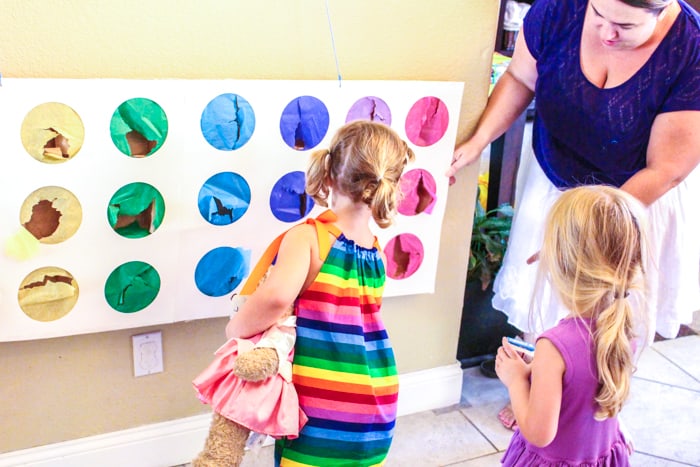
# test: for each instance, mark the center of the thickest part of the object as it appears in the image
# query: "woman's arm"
(510, 97)
(673, 152)
(277, 293)
(535, 395)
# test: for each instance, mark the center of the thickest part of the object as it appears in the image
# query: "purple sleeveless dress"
(580, 438)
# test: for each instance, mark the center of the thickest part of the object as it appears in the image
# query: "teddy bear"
(249, 383)
(249, 386)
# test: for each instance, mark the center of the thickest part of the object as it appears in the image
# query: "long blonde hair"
(364, 162)
(593, 254)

☆ ☆ ☆ ☆ ☆ ☆ ☆

The material above is to be set down exactly, with pictures removed.

§ **PROBLEM SOLUTION**:
# test: for each instance, mark the center of the thickest part of the object as it appears in the image
# query: "woman's arm"
(510, 97)
(673, 152)
(277, 293)
(535, 395)
# test: for each instance, mark the center of the thickest part of the object as it appears in the image
# query: "purple sleeveless dress"
(580, 438)
# test: for each instance, mark the center of the thickest part of the object as it appears in the image
# query: "teddy bear"
(249, 383)
(249, 386)
# test: for each instance, mark the center of the thickest part of the object as it appears in the image
# query: "long blonde hair"
(364, 162)
(593, 254)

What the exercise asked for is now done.